(Data items)
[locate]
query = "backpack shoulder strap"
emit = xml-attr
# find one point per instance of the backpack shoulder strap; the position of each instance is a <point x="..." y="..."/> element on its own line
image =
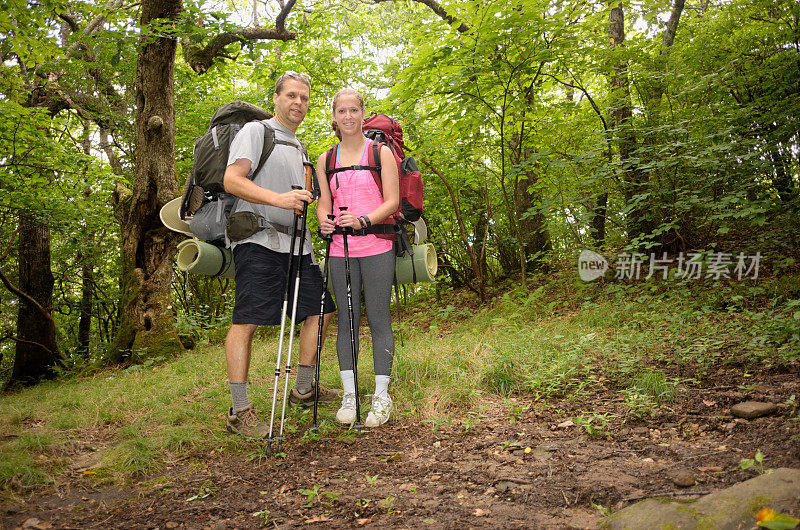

• [PROMPT] Please copy every line of the data above word for word, leaving the pictures out of your answer.

• [THE REPLY]
[locate]
query = "backpack shoulder strap"
emit = xml-attr
# find one point per instance of the backpack shoulder strap; the position of each instance is a <point x="..." y="..."/> element on its own line
image =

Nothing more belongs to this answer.